* [Exercise details]: Write out exactly, please, the lines from the one containing "black long-sleeve shirt." to the end of the material.

Excerpts from point annotation data
************
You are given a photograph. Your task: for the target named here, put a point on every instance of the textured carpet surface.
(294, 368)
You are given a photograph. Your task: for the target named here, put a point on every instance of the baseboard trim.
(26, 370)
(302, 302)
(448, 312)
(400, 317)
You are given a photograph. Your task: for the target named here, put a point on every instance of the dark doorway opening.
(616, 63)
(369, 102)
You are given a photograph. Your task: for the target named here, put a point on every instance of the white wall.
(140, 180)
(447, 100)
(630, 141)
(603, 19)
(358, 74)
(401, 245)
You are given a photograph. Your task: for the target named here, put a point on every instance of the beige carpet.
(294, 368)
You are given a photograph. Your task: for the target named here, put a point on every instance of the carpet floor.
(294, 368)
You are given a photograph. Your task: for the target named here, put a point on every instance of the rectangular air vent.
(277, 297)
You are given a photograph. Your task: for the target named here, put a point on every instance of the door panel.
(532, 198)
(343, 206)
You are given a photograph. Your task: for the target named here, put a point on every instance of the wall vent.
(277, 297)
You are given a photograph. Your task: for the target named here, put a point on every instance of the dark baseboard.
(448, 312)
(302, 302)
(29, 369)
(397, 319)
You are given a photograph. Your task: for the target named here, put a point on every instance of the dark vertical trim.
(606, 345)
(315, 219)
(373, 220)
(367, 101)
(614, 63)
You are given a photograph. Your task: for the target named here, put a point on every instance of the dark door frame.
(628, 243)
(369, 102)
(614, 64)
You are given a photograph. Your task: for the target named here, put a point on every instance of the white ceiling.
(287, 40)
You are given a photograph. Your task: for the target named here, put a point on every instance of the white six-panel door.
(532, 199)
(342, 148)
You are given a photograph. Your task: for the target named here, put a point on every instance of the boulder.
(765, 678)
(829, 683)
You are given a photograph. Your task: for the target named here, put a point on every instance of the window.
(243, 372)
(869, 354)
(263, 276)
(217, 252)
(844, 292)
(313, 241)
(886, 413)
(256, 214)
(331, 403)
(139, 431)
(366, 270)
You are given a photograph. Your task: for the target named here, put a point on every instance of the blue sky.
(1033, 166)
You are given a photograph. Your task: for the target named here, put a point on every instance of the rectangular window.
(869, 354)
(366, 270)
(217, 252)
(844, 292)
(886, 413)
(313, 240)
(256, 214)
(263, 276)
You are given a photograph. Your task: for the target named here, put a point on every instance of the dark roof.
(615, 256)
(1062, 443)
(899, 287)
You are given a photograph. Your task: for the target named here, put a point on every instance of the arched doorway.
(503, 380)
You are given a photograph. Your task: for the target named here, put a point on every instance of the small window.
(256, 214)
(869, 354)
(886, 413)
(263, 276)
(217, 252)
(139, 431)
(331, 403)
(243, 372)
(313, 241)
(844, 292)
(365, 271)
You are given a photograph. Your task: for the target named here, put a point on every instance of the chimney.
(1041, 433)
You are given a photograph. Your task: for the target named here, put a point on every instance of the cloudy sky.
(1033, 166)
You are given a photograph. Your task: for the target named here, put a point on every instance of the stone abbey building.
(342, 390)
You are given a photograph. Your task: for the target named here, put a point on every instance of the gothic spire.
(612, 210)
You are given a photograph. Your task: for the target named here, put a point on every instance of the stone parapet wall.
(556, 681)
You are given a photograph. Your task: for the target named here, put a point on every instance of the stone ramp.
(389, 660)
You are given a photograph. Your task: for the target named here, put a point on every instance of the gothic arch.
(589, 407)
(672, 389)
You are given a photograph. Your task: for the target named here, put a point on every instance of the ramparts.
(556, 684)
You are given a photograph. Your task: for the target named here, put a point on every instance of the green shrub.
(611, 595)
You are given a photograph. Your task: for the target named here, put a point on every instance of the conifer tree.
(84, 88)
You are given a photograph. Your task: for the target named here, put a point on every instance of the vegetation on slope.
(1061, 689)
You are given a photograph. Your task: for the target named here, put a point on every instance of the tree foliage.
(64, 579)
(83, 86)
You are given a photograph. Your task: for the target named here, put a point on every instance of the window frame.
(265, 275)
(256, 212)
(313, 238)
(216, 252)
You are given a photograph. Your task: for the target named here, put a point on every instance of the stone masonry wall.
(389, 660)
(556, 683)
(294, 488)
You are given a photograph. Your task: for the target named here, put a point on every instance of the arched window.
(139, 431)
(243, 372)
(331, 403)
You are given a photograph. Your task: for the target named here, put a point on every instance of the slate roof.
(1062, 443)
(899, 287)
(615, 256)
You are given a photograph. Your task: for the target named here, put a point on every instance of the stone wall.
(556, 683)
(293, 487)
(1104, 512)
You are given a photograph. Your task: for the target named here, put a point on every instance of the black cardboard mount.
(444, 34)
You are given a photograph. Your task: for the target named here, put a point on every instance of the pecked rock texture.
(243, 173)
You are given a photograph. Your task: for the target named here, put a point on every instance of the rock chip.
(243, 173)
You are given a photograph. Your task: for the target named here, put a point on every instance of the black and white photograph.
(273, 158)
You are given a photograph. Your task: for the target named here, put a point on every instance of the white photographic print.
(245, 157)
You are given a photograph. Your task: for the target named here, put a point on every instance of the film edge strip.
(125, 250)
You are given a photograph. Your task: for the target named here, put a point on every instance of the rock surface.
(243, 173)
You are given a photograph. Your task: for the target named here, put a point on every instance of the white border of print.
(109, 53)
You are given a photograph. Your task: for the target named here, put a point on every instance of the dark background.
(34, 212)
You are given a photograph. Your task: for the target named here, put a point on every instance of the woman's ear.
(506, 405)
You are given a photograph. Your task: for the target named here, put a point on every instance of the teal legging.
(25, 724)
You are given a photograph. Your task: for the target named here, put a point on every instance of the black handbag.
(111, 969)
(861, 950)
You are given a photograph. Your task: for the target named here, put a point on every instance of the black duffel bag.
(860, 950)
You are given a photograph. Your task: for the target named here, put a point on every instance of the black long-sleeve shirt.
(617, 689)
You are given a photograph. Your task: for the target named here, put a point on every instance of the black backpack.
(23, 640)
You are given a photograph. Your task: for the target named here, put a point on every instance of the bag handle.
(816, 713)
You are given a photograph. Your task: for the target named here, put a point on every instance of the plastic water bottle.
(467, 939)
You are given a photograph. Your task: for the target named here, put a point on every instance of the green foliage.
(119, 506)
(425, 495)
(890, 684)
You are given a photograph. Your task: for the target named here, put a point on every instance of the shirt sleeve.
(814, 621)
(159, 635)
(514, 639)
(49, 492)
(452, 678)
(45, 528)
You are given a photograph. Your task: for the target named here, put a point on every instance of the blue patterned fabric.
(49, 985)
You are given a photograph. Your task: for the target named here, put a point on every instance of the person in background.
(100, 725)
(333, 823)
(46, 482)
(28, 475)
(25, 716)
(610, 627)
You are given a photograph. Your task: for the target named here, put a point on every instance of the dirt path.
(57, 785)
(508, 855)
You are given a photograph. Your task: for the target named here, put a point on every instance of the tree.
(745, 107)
************
* [Full response]:
You are given a photograph. Your task: for the target named here, put a point on every instance of the black long-sleeve shirt.
(617, 689)
You are given a photograph. Your task: for the target named here, put a point on every instance of the black backpack.
(23, 640)
You are given a photograph. Your task: for the target named here, put a point on every instance of the bag handle.
(816, 713)
You are given a photograph. Your task: for the target named here, put a point on every instance of the plastic water bottle.
(467, 939)
You are given a photograph. Your task: for the target named here, put a point on every instance of the green foliage.
(119, 506)
(425, 495)
(890, 684)
You are given a photograph. Your task: for the target named here, put a point on every instance of the shirt sleeve.
(814, 621)
(159, 635)
(514, 639)
(49, 492)
(452, 678)
(45, 528)
You are given a photograph. Your task: for the target named here, put a point on every instance of the blue patterned fabric.
(49, 985)
You are given a photograph. Your task: for the target named here, put a point on every instance of the person in background.
(100, 725)
(333, 823)
(46, 482)
(28, 475)
(25, 716)
(610, 627)
You are given a photograph. Your task: for the target named here, put a point on every instance of the dirt path.
(57, 785)
(508, 855)
You are given a photograph. Your task: for the target named here, put a point on every instance of the tree.
(745, 107)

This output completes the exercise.